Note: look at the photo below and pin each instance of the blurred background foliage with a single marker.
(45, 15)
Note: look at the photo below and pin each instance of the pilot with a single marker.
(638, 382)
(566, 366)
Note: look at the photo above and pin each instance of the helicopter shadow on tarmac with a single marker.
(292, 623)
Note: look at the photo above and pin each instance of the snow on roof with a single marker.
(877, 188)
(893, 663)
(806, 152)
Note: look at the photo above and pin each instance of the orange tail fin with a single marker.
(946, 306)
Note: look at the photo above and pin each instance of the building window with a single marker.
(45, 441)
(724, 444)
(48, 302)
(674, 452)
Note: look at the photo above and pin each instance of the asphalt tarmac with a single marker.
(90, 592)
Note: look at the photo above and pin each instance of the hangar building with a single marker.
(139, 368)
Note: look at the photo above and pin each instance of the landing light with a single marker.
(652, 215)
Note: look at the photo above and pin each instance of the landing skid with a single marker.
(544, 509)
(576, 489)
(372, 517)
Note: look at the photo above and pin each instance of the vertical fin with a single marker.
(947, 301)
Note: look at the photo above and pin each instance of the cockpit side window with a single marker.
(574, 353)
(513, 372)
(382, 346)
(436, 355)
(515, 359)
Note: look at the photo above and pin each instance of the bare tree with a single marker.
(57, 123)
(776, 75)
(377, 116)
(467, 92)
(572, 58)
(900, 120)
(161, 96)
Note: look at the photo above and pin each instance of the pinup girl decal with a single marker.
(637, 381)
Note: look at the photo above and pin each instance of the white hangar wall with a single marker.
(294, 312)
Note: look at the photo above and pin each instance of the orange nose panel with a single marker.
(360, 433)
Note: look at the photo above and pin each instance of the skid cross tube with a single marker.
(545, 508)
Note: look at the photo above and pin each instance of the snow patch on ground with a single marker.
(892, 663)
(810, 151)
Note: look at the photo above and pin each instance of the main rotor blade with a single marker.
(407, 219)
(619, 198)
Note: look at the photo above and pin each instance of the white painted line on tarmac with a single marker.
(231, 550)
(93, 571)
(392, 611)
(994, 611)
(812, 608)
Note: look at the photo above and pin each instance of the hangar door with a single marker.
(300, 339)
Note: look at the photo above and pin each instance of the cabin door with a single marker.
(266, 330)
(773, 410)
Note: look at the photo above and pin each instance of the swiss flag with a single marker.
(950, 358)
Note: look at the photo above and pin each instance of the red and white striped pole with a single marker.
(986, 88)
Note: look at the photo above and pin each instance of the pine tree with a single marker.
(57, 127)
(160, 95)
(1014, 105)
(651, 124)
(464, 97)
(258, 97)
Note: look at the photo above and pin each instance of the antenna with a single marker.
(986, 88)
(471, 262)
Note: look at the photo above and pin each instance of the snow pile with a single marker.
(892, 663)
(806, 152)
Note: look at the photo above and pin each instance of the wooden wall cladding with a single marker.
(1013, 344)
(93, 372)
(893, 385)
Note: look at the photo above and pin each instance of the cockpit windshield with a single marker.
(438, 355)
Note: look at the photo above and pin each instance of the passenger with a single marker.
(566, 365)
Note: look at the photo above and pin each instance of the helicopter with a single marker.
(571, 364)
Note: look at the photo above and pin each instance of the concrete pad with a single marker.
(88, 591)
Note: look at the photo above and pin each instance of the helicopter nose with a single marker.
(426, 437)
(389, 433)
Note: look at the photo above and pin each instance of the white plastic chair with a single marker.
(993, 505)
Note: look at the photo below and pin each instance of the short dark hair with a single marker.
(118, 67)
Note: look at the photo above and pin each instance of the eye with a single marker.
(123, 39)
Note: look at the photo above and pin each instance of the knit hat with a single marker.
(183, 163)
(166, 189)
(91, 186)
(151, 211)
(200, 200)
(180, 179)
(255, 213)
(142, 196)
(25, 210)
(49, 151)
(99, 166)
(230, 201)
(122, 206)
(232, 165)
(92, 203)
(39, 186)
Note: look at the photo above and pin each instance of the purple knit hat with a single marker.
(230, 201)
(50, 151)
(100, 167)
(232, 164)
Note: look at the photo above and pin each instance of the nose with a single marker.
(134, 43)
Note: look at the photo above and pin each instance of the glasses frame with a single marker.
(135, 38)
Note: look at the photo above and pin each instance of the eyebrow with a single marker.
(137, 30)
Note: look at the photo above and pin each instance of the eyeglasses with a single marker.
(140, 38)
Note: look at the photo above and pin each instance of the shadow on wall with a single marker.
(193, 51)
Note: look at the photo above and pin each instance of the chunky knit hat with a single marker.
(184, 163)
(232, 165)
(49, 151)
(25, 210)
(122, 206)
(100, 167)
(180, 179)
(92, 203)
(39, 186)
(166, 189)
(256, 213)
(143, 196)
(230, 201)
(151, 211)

...

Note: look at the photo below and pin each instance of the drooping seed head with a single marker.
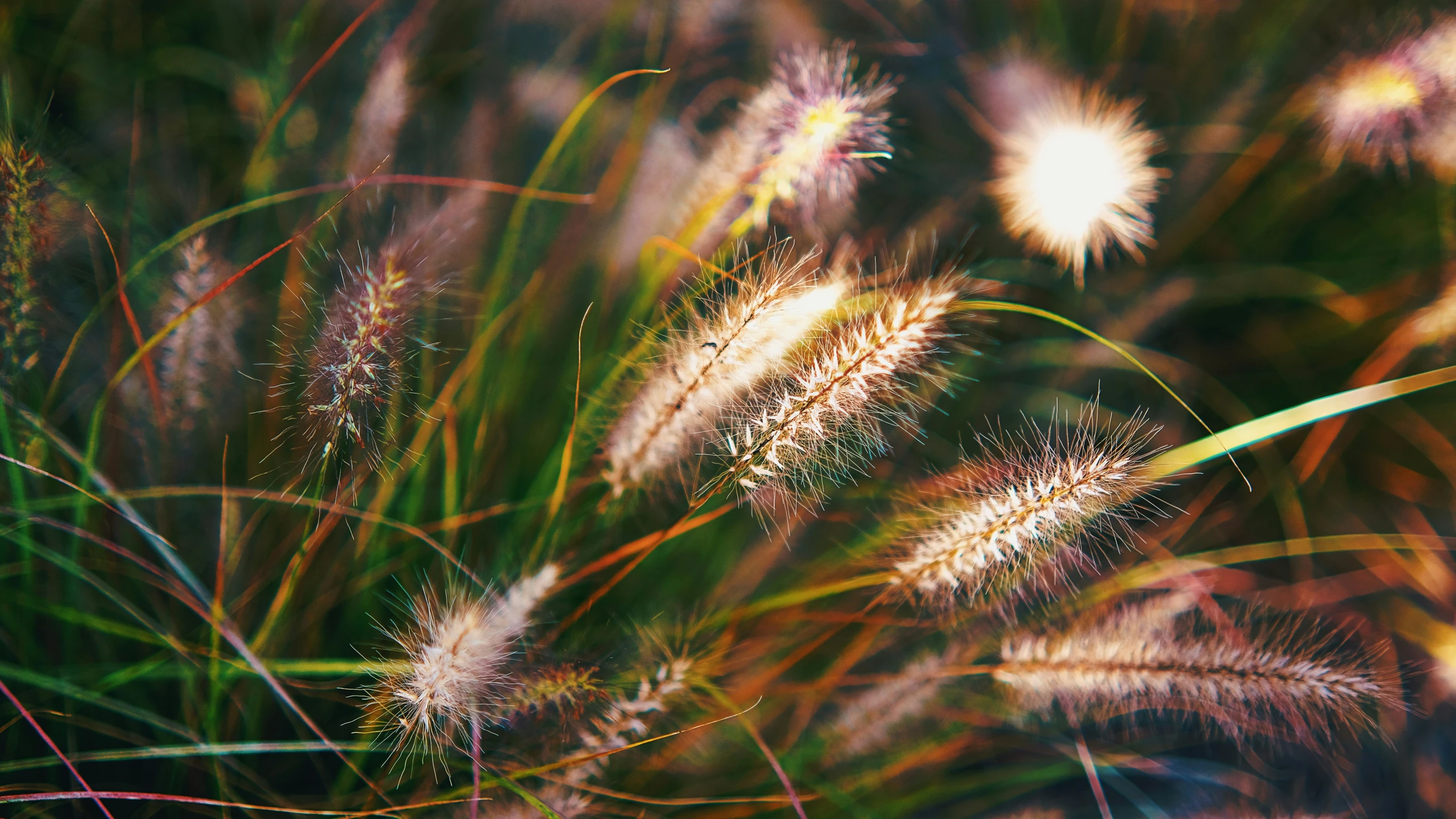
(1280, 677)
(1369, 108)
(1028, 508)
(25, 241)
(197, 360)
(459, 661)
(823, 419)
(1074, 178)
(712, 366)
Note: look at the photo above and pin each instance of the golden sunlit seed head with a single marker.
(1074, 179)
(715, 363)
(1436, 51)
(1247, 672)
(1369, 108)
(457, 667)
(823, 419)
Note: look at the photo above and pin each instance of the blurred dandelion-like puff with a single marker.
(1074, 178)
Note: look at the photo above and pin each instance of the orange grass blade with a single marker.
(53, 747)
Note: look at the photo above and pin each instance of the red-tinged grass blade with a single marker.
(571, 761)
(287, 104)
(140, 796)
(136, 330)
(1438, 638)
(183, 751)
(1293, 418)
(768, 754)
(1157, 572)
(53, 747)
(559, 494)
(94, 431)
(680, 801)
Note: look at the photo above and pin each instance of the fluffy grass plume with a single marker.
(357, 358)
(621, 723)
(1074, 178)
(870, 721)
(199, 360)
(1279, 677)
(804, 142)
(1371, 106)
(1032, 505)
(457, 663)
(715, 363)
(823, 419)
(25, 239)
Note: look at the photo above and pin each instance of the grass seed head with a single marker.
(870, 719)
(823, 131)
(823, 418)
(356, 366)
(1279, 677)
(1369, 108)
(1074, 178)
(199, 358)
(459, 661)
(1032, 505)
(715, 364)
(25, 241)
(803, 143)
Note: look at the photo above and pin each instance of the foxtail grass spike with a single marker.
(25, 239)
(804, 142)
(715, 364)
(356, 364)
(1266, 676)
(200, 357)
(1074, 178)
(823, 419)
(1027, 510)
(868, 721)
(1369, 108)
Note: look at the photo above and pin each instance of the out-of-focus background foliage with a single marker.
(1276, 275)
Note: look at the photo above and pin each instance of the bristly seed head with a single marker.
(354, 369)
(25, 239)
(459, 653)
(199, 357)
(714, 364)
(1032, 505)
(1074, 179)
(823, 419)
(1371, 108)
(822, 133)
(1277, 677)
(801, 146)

==

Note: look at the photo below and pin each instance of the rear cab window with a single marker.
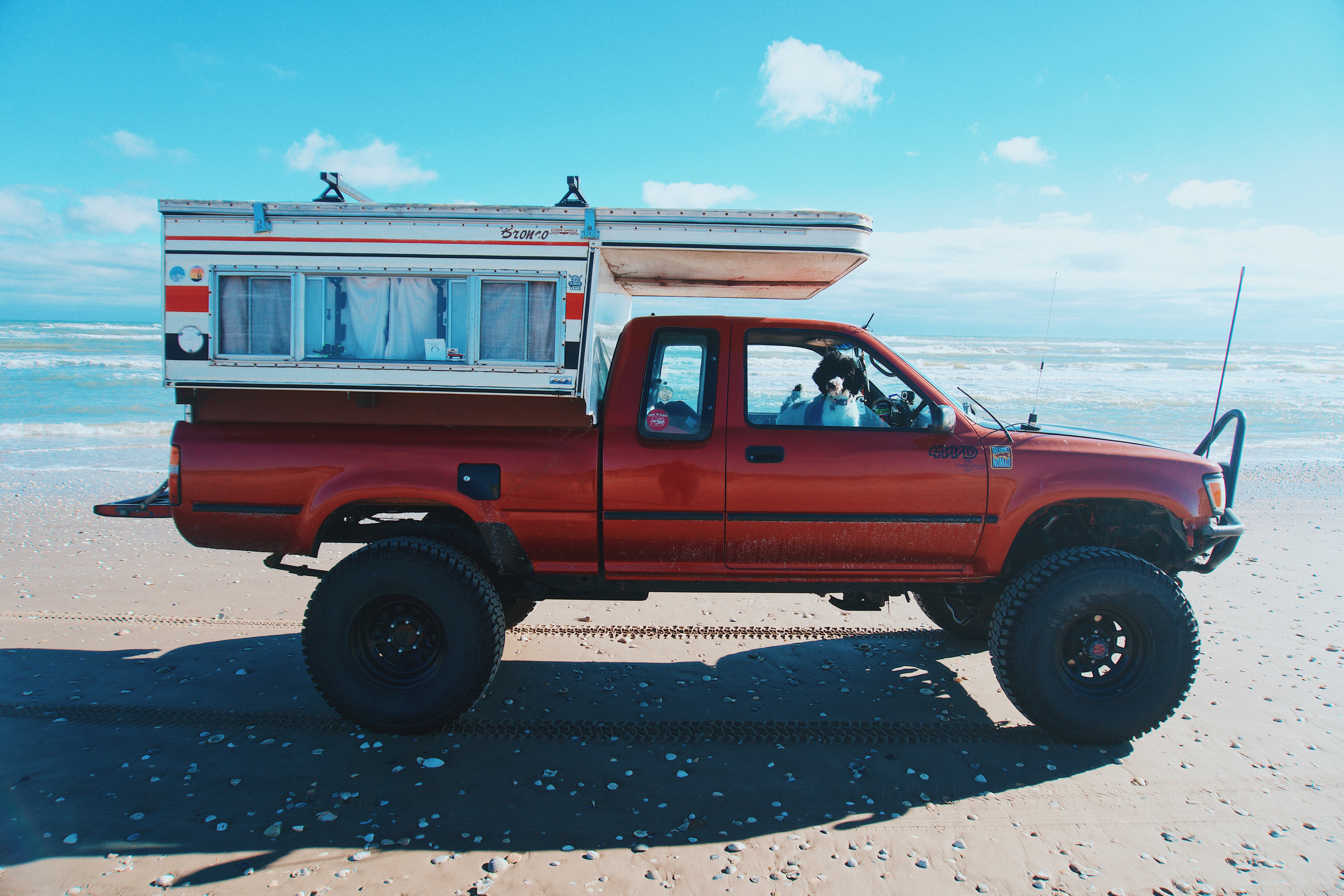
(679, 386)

» GOAL
Pick out every line of the data above that contains the word "seed" and copy each one. Only matches with the same capitalization count.

» ANSWER BELOW
Note: look at the photo below and pin each instance of the drooping seed head with a single marker.
Note: look at the photo above and pin each instance of the golden sunlit seed head with a single marker.
Note: look at the photo above and pin each instance of the grass seed head with a single marker.
Note: look at the photo above and pin each instance of the bristly seed head with a single marker.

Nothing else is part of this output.